Segment Start: Supplied records
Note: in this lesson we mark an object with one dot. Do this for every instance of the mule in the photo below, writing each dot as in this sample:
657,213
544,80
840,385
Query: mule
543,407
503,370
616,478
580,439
Segment End: Supplied records
### Work request
The answer must be an exact copy of every record above.

### Task answer
Note: in this lesson we mark an object with one dot. Do this for every instance of the mule in the photo below, writing each dot as in this sample:
657,213
544,80
840,385
Query: mule
543,407
503,370
616,478
580,439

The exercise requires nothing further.